# Records
○ ○ ○ ○ ○ ○ ○

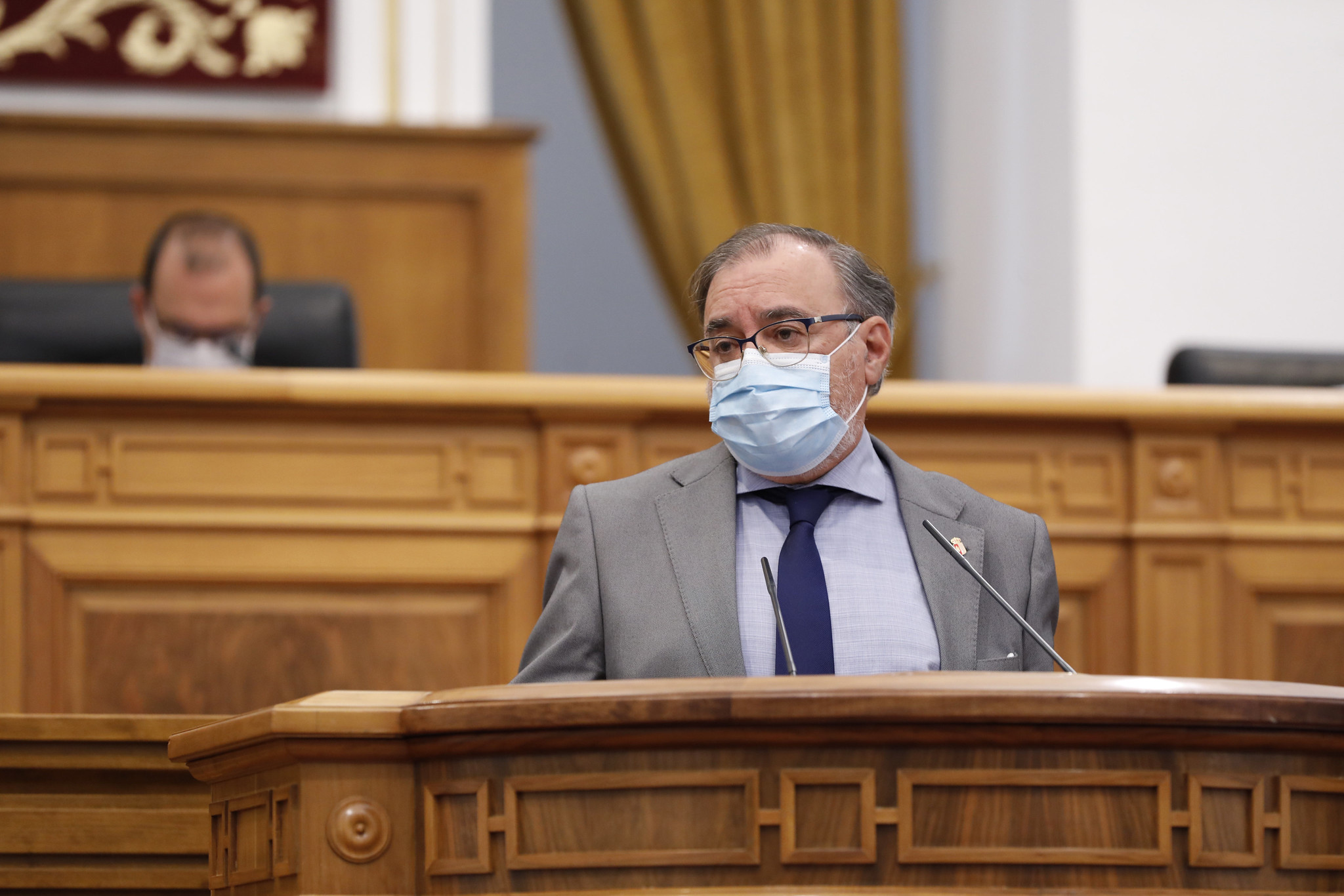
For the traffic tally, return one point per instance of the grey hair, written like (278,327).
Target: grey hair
(866,289)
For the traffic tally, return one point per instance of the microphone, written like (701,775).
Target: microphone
(778,619)
(965,565)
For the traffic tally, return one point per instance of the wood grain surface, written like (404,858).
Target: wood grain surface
(1027,809)
(92,802)
(262,535)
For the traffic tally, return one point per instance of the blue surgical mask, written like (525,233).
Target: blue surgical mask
(778,421)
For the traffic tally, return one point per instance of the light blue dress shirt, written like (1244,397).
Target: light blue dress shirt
(879,615)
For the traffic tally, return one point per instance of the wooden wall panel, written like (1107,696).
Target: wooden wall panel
(96,805)
(229,621)
(427,226)
(160,529)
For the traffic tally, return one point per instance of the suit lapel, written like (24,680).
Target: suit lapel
(954,596)
(699,525)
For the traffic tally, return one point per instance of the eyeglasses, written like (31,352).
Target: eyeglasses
(782,344)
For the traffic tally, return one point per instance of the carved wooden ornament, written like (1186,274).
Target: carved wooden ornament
(359,830)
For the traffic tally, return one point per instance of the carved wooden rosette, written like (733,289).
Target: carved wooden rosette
(944,779)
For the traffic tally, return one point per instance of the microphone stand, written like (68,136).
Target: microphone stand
(1026,626)
(778,619)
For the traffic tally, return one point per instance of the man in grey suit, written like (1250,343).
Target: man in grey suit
(659,575)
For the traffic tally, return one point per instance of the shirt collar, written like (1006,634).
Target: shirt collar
(862,472)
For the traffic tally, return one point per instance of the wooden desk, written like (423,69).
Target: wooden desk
(931,781)
(92,802)
(428,226)
(192,542)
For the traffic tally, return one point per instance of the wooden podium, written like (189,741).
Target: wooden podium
(931,781)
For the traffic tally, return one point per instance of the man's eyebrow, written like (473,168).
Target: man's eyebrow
(782,314)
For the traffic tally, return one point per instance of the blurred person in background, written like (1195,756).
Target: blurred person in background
(201,298)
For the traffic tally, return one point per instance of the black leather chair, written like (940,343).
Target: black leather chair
(1231,367)
(311,324)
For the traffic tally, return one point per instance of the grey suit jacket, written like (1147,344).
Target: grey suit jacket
(642,578)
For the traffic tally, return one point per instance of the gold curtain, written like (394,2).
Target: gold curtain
(723,113)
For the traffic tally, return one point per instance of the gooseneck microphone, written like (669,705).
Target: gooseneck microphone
(965,565)
(778,617)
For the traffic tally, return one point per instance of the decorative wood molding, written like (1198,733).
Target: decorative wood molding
(863,851)
(690,792)
(1001,851)
(1253,819)
(442,830)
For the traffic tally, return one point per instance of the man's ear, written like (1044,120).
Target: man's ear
(137,305)
(261,308)
(877,342)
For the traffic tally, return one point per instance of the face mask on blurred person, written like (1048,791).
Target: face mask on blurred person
(175,350)
(778,421)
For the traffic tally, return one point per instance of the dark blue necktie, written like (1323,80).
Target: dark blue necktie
(801,583)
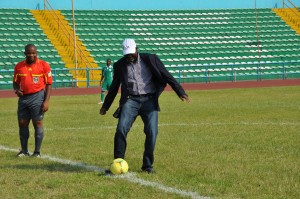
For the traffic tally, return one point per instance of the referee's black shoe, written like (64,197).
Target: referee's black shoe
(23,154)
(148,170)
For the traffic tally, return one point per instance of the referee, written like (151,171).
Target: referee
(32,84)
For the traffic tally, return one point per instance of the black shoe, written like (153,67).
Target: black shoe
(149,170)
(23,154)
(36,155)
(108,172)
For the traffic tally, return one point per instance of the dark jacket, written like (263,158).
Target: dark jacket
(161,77)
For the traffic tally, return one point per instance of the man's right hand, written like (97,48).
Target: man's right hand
(102,111)
(19,92)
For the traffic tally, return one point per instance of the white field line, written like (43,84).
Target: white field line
(130,176)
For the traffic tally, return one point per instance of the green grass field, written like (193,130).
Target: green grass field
(232,143)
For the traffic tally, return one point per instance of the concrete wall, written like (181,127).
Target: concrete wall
(143,4)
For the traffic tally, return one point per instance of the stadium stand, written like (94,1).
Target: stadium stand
(18,28)
(195,45)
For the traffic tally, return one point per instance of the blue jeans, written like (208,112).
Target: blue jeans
(134,106)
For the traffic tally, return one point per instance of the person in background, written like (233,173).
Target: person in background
(32,83)
(107,76)
(142,78)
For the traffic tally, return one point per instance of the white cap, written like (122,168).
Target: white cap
(129,46)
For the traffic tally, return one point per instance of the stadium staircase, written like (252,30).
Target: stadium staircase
(291,16)
(61,36)
(18,28)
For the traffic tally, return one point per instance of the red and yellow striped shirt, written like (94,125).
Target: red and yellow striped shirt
(32,78)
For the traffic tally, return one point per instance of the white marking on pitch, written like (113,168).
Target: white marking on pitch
(130,176)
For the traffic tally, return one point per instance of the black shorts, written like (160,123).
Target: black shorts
(29,106)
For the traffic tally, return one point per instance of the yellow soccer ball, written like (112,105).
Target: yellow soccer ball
(119,166)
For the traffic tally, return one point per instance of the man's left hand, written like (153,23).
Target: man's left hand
(185,98)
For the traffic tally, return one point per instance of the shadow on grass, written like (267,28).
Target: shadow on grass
(52,167)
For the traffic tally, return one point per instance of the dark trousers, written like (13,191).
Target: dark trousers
(134,106)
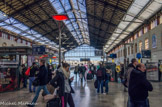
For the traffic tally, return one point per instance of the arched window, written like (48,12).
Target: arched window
(140,46)
(146,44)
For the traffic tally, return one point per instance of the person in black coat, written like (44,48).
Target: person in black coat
(101,72)
(24,76)
(139,87)
(63,81)
(42,76)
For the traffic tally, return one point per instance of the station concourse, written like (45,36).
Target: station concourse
(80,53)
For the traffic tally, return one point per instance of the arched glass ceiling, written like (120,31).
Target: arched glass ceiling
(17,27)
(136,15)
(77,23)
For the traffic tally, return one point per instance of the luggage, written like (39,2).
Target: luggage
(89,76)
(55,102)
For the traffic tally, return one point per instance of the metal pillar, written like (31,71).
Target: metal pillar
(59,43)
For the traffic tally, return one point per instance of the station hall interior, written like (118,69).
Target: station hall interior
(80,53)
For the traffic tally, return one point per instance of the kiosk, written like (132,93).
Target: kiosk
(10,70)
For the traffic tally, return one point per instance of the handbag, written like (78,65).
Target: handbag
(36,82)
(27,73)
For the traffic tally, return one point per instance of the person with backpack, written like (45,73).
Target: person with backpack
(100,77)
(107,78)
(33,70)
(127,74)
(63,81)
(42,80)
(92,69)
(83,72)
(129,70)
(139,87)
(76,71)
(24,76)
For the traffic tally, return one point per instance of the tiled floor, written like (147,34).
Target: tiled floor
(86,96)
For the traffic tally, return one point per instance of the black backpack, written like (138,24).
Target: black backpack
(55,102)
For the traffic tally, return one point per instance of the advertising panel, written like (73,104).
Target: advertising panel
(152,71)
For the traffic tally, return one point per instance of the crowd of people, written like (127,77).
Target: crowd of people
(133,78)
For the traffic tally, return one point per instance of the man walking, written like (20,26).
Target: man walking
(33,70)
(100,78)
(42,76)
(139,87)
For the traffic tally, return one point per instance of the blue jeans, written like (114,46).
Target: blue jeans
(31,79)
(144,103)
(44,87)
(106,86)
(100,82)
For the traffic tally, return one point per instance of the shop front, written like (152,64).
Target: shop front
(11,59)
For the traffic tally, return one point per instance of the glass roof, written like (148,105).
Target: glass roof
(77,23)
(17,27)
(139,11)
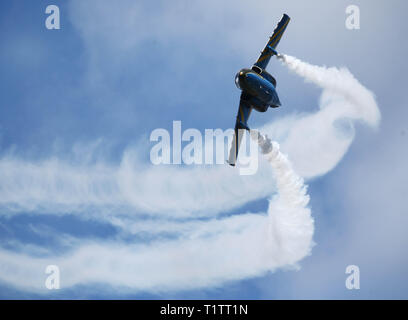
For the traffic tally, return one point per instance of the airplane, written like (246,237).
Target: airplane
(258,88)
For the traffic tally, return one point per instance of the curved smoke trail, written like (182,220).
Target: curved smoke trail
(291,225)
(208,253)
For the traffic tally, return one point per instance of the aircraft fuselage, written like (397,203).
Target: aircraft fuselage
(260,88)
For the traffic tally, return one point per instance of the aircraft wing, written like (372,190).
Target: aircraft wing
(270,47)
(244,112)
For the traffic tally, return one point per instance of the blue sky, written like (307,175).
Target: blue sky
(81,101)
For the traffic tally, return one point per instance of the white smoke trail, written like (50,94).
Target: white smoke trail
(341,82)
(290,221)
(205,255)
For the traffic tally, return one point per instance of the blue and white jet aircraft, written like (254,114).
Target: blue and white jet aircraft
(258,88)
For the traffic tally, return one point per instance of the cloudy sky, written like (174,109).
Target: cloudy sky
(78,190)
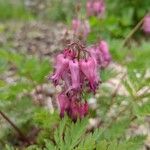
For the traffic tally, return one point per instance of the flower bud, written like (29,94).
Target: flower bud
(106,57)
(89,68)
(60,68)
(146,24)
(63,103)
(75,77)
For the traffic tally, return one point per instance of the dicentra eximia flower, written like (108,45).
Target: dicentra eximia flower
(75,76)
(63,103)
(78,71)
(89,68)
(106,57)
(146,24)
(80,27)
(78,110)
(60,67)
(95,7)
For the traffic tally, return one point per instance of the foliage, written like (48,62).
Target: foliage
(116,111)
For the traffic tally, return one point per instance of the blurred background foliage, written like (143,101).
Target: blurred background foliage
(30,71)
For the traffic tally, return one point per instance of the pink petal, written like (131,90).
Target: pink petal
(60,68)
(63,103)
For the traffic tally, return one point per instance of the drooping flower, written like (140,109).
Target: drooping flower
(80,27)
(106,57)
(95,54)
(63,103)
(146,24)
(75,76)
(95,7)
(89,68)
(78,76)
(61,66)
(78,110)
(89,8)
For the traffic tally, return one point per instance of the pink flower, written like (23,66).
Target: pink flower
(89,8)
(95,54)
(96,7)
(78,110)
(69,53)
(106,57)
(61,66)
(76,24)
(63,103)
(83,109)
(75,76)
(89,68)
(146,24)
(80,28)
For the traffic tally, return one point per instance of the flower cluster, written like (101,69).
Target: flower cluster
(146,24)
(77,70)
(80,28)
(95,7)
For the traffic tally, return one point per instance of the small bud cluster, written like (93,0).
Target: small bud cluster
(81,28)
(146,24)
(95,7)
(77,70)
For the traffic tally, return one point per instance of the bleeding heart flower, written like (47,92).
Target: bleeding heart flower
(89,68)
(60,67)
(80,28)
(75,76)
(106,57)
(63,103)
(146,24)
(78,110)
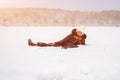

○ ○ ○ ○ ○ ○ ○

# To be done
Pull out each line of the records that contains the word "ceiling".

# Completed exercise
For the traffic tally, return one point per instance of the arched glass ceiling, written like (120,31).
Target: arched glass ceiling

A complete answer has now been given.